TASK OBJECTIVE :: Convert all of the records below into a Markdown table with the columns "Row" and "Entry," numbering each line and skipping blank lines. Leave the pictures out of the table.

ENTRIES SUPPLIED ::
——————————

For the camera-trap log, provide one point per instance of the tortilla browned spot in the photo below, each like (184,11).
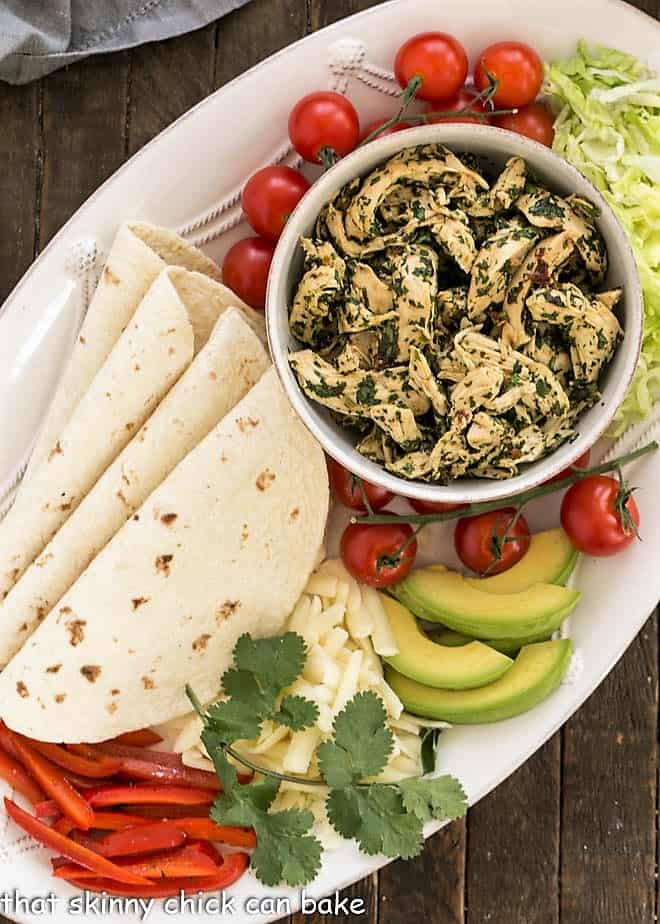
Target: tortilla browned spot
(265,479)
(91,672)
(200,643)
(75,630)
(163,564)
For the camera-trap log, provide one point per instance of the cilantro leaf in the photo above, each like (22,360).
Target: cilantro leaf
(361,745)
(442,797)
(277,661)
(377,818)
(297,713)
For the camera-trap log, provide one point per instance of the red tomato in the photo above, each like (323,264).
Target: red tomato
(439,59)
(533,121)
(323,120)
(589,516)
(517,69)
(390,130)
(345,488)
(269,197)
(581,462)
(462,100)
(476,539)
(374,553)
(432,506)
(245,269)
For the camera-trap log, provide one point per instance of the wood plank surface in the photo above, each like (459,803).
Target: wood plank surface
(571,837)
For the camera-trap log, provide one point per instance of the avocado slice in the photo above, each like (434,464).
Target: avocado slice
(473,665)
(449,598)
(536,672)
(550,559)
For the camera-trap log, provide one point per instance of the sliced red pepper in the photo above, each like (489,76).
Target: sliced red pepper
(104,766)
(145,838)
(54,783)
(232,868)
(14,774)
(68,848)
(143,738)
(204,829)
(104,796)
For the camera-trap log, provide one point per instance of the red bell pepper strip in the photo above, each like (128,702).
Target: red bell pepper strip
(145,838)
(232,868)
(54,783)
(68,848)
(143,738)
(104,796)
(204,829)
(14,774)
(101,767)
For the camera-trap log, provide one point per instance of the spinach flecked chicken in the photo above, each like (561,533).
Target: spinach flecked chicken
(457,327)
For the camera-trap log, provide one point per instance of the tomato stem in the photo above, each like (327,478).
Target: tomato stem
(523,498)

——————————

COMPLETED EXERCISE ::
| Row | Entry |
|---|---|
| 1 | For the camera-trap log, provide one point per instance of the tortilla browned spot in the photo below, each like (184,11). |
| 2 | Target: tortilla browned spot |
| 3 | (265,479) |
| 4 | (91,672) |
| 5 | (200,643) |
| 6 | (75,630) |
| 7 | (163,564) |
| 8 | For the camera-trap log, provide one point per instance of the cilantro leaf in the photo above, each like (22,360). |
| 9 | Target: cilantro leaf |
| 10 | (361,745) |
| 11 | (442,797) |
| 12 | (277,661) |
| 13 | (377,818) |
| 14 | (297,713) |
| 15 | For the camera-trap log, provide one point per instance of the red tomato in the photo above, each like (323,264). |
| 16 | Target: red tomato |
| 17 | (439,59) |
| 18 | (533,121) |
| 19 | (323,120) |
| 20 | (589,516) |
| 21 | (517,69) |
| 22 | (390,130) |
| 23 | (345,488) |
| 24 | (269,197) |
| 25 | (581,462) |
| 26 | (462,100) |
| 27 | (476,539) |
| 28 | (374,553) |
| 29 | (432,506) |
| 30 | (245,269) |
| 31 | For the camera-trap log, provide one point per instance of the wood plank surface in the photo above, each like (459,803). |
| 32 | Target: wood plank surface |
| 33 | (571,837) |
| 34 | For the camera-trap log, provide one point per instance of the avocado slice in the photo above, each like (434,464). |
| 35 | Target: avocado slice |
| 36 | (473,665) |
| 37 | (449,598) |
| 38 | (536,672) |
| 39 | (550,559) |
| 40 | For the camera-trap log, provide one point per instance of the sliced red pepper in the photo above, each like (489,76). |
| 41 | Target: sliced red pepper |
| 42 | (104,766) |
| 43 | (145,838) |
| 44 | (54,783) |
| 45 | (232,868) |
| 46 | (14,774) |
| 47 | (68,848) |
| 48 | (143,738) |
| 49 | (204,829) |
| 50 | (104,796) |
| 51 | For the camera-trap log, provide one point per instance of the red bell pepper strip in the photo above, each like (128,702). |
| 52 | Target: red bell pepper strip |
| 53 | (145,838) |
| 54 | (232,868) |
| 55 | (54,783) |
| 56 | (68,848) |
| 57 | (143,738) |
| 58 | (104,796) |
| 59 | (204,829) |
| 60 | (14,774) |
| 61 | (101,767) |
| 62 | For the camera-trap log, provide one point per instance of the spinach flecked chicken in the photo above, each like (561,533). |
| 63 | Target: spinach flecked chicken |
| 64 | (457,327) |
| 65 | For the camera-trap log, provide one point per instance of the tomato stem in the photo above, each like (327,478). |
| 66 | Target: tomato stem |
| 67 | (523,498) |